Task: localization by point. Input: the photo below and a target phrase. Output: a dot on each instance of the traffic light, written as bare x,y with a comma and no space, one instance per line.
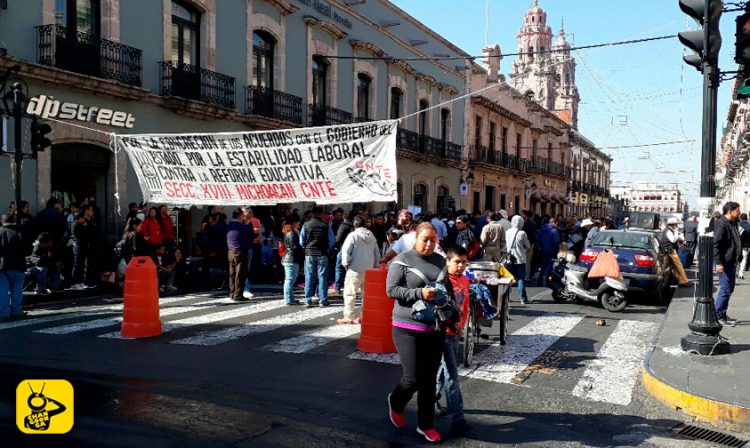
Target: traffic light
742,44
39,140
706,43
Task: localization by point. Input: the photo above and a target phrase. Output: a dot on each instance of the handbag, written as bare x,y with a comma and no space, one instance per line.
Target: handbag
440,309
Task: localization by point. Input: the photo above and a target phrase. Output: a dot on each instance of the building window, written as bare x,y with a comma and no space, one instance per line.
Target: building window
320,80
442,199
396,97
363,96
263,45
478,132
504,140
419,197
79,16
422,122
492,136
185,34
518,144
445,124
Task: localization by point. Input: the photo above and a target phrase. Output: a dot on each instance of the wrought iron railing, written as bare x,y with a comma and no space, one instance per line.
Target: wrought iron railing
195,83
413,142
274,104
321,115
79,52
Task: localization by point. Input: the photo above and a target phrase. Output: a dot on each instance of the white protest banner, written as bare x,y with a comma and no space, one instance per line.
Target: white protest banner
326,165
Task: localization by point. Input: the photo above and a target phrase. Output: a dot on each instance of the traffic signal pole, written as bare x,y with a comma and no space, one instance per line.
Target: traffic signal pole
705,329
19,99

● ● ●

WHAT IS ASKED >> Switch every "photo" in the records above to "image" and write all the records out again with nothing else changed. Leave the pictures out.

EXERCISE RESPONSE >>
Task: localization by point. Input: the image below and a target phrase. Output: a dot on each instance of the traffic light, written as bare x,y with a comma and no space, one instance per line.
Target: traffic light
742,44
39,140
706,43
Task: localization by point. Input: the image above and a target phrase. Output: a dot on each instance of the handbag, written as bare x,y with a comma and no space, one instance per line.
Target: handbag
440,309
Task: localization by point. Input: the image above and a target phrase. Output: a dot on each instance of the building window, written as bare x,y with a comma and no space, one instance per line.
Target: building window
320,80
442,199
396,97
363,96
263,45
478,132
504,140
419,197
79,16
422,122
492,136
185,34
518,144
445,124
Task: localization by point. Input: the image above and a target phrase. Output: a dot on each instance of the wrought iron railing, written as bare x,y with a comma and no space, one instance per line.
Target: wrought iron railing
195,83
413,142
274,104
321,115
79,52
Task: localization by point. Input: the image above and a target phrase. Output: a dot on each instance of the white protest banner, written as bare x,y with a comma and no space, one instance per line.
Target: white protest banner
326,165
Task: localization by point. Input: the image above and a target phrase. Output: a dot on each instance of the traffic signal pole, written as bare x,y with a comma and no space, one instance per line.
Target: traffic signal pole
705,329
19,99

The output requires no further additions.